[Aim of the task] Copy out the lines word for word, from the line with "The scan above contains the battened" to the line with "[460,614,979,673]", both included.

[Material for this task]

________________________

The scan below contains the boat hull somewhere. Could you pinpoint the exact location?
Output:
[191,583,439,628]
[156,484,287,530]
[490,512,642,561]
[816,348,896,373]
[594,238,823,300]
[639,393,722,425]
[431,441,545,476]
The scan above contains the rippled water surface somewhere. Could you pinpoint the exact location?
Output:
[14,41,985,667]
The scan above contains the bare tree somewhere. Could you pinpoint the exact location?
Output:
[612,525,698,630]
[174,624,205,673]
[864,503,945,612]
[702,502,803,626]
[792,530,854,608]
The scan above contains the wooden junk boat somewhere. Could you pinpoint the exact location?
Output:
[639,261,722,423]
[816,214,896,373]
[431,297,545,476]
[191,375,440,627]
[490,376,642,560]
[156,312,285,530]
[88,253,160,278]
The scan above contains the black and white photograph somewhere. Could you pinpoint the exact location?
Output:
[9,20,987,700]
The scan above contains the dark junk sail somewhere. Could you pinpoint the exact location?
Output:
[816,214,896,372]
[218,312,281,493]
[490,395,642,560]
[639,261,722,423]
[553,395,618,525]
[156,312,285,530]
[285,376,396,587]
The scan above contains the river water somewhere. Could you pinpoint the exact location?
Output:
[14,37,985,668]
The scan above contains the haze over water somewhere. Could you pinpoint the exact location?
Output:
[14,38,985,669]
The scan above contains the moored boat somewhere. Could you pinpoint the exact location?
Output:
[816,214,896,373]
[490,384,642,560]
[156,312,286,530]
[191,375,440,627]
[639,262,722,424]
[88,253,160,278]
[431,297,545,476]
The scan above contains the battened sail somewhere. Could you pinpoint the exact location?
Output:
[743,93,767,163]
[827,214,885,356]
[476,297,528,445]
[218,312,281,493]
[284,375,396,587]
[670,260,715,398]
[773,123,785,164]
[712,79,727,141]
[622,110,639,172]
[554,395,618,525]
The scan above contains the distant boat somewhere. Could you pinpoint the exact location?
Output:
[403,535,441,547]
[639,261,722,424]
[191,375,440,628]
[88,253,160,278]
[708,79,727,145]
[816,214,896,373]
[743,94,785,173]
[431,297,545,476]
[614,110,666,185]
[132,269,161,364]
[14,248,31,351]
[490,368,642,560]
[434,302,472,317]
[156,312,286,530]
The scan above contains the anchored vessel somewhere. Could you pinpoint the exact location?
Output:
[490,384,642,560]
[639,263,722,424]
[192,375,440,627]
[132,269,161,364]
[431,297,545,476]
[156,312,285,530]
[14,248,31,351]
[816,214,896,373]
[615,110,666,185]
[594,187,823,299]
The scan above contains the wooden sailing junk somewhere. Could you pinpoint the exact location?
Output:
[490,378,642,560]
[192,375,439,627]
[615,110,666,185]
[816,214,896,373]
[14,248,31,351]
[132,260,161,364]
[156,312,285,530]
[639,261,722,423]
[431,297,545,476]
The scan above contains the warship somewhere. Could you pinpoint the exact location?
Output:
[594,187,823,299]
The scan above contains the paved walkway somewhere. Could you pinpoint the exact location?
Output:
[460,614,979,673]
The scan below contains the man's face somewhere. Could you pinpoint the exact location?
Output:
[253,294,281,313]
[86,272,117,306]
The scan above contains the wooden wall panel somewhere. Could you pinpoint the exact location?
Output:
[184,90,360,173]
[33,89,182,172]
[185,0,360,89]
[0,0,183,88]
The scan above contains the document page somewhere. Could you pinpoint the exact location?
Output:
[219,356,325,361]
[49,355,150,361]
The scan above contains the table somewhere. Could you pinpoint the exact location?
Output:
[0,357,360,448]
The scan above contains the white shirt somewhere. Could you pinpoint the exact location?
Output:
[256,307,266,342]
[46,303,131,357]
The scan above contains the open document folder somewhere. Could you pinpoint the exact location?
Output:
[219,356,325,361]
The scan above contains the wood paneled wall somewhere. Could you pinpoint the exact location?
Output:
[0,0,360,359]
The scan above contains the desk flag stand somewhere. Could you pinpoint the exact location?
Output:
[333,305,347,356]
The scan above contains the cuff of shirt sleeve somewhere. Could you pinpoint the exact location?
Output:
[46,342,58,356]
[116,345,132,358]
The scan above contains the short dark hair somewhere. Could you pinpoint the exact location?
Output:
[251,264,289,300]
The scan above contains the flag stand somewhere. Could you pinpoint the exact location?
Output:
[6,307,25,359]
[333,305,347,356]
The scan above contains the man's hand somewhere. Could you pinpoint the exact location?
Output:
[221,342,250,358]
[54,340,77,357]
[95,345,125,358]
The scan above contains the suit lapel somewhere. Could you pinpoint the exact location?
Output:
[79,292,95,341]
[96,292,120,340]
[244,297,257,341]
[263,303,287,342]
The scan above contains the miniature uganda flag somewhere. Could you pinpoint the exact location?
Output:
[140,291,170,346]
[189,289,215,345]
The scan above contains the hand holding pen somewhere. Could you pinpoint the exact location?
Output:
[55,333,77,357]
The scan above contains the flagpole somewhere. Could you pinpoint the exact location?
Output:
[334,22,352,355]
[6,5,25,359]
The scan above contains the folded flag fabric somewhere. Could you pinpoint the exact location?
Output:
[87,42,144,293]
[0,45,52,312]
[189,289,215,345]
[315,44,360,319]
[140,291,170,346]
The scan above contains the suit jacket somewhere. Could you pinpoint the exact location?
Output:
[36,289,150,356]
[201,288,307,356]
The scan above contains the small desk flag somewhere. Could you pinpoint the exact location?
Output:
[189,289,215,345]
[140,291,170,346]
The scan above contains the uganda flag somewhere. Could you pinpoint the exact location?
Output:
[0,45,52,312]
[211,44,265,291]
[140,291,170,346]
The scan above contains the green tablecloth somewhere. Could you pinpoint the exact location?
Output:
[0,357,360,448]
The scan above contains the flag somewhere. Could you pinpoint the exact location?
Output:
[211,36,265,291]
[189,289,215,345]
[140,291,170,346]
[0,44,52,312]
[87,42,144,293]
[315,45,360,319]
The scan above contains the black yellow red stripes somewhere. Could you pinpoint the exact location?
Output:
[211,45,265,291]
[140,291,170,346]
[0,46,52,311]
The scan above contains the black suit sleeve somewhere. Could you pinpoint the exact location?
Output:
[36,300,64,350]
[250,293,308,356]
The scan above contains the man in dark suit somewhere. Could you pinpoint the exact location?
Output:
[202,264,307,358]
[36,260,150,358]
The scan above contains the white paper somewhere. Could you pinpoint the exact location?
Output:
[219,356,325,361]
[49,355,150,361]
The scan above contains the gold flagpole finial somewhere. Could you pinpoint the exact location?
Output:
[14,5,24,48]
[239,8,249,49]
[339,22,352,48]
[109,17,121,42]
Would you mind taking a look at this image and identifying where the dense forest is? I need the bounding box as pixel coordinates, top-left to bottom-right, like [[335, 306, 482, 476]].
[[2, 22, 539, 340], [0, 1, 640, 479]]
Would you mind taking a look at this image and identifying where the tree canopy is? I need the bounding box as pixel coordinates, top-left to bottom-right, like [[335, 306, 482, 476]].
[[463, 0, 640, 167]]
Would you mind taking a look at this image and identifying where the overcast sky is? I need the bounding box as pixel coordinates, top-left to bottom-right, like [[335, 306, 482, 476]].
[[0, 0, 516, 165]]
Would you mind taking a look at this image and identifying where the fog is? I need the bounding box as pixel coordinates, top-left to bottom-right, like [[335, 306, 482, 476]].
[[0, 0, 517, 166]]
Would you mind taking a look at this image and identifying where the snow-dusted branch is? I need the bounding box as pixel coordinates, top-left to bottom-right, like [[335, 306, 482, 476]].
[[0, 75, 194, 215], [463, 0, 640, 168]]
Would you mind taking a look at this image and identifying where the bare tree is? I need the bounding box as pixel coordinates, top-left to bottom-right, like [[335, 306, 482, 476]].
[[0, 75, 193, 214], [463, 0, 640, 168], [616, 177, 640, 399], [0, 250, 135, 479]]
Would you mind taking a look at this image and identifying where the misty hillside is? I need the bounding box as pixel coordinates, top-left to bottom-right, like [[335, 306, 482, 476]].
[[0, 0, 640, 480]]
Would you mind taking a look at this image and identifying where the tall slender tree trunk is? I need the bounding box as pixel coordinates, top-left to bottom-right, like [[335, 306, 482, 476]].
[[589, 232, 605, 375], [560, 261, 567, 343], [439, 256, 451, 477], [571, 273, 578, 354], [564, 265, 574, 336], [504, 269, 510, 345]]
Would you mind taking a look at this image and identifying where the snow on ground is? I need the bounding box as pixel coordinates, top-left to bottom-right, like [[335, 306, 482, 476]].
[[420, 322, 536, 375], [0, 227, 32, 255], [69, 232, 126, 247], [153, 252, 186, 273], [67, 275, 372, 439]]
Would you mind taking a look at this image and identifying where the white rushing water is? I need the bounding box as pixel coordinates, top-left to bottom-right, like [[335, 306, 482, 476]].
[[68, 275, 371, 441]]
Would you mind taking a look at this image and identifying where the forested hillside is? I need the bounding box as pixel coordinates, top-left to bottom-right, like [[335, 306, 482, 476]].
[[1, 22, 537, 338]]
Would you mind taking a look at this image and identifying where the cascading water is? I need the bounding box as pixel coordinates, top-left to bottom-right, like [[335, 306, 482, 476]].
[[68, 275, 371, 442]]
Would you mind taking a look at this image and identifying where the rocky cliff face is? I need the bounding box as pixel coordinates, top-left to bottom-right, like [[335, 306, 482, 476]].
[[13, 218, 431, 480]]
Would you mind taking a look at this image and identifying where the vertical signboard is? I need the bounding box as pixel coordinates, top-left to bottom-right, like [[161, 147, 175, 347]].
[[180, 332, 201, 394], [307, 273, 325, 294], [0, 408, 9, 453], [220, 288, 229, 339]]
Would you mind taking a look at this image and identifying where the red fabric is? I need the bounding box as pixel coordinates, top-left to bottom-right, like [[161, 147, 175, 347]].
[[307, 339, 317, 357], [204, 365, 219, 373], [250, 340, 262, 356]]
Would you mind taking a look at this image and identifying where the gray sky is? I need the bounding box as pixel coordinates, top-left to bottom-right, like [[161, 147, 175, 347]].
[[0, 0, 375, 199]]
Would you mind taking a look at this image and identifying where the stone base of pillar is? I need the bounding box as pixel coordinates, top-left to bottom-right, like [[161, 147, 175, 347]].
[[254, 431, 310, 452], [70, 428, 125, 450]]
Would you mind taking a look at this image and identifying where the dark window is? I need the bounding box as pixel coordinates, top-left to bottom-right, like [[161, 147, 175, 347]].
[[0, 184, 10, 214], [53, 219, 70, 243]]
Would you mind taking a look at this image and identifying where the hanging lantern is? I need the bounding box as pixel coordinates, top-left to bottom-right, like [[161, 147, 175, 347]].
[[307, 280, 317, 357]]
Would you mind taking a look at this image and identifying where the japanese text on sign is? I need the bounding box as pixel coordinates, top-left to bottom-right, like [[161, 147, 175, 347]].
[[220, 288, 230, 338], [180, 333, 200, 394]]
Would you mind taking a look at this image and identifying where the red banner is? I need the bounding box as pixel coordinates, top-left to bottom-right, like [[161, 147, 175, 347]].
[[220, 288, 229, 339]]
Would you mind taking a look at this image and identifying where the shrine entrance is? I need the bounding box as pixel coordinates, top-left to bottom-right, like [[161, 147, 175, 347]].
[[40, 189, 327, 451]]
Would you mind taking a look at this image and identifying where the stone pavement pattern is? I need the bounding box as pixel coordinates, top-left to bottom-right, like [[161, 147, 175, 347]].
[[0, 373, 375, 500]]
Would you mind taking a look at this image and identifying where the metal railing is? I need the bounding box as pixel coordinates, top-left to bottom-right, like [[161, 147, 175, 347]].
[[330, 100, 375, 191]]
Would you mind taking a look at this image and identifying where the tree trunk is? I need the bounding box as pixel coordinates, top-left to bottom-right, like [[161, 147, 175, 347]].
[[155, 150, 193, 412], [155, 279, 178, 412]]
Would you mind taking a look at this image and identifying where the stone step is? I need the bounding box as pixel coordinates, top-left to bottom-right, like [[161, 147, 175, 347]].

________________________

[Worked answer]
The scan above contains the battened sail somewhere. Could you pinpoint the exact location?
Output:
[743,93,767,163]
[827,214,885,356]
[476,297,528,445]
[218,312,281,493]
[284,375,396,587]
[670,260,715,398]
[773,123,785,164]
[712,79,727,141]
[622,110,639,172]
[554,395,618,525]
The scan above contains the distant boat somewhere. Could you pinpoint the exact location?
Output:
[403,535,441,547]
[639,261,722,424]
[191,375,440,628]
[88,253,160,278]
[708,79,727,145]
[816,214,896,373]
[743,94,785,173]
[431,297,545,476]
[614,110,666,185]
[132,269,161,364]
[14,248,31,351]
[490,368,642,560]
[434,302,472,317]
[156,312,286,530]
The scan above contains the anchored vessel somewhere. Could you pinpoint the exact location?
Output:
[490,384,642,560]
[639,263,722,424]
[192,375,440,627]
[132,269,161,364]
[431,297,545,476]
[156,312,285,530]
[14,248,31,351]
[816,214,896,373]
[615,110,666,185]
[594,187,823,299]
The scan above contains the wooden sailing junk somewhere. Could you pinpoint the exact location?
Output:
[490,378,642,560]
[192,375,439,627]
[615,110,666,185]
[816,214,896,373]
[14,248,31,351]
[132,260,161,364]
[156,312,285,530]
[639,261,722,423]
[431,297,545,476]
The scan above contains the warship somewhere. Could you pinpoint the exact location?
Output:
[594,187,823,299]
The scan above contains the paved walkway somewhere. Could you pinpoint the exact location?
Output:
[460,614,979,673]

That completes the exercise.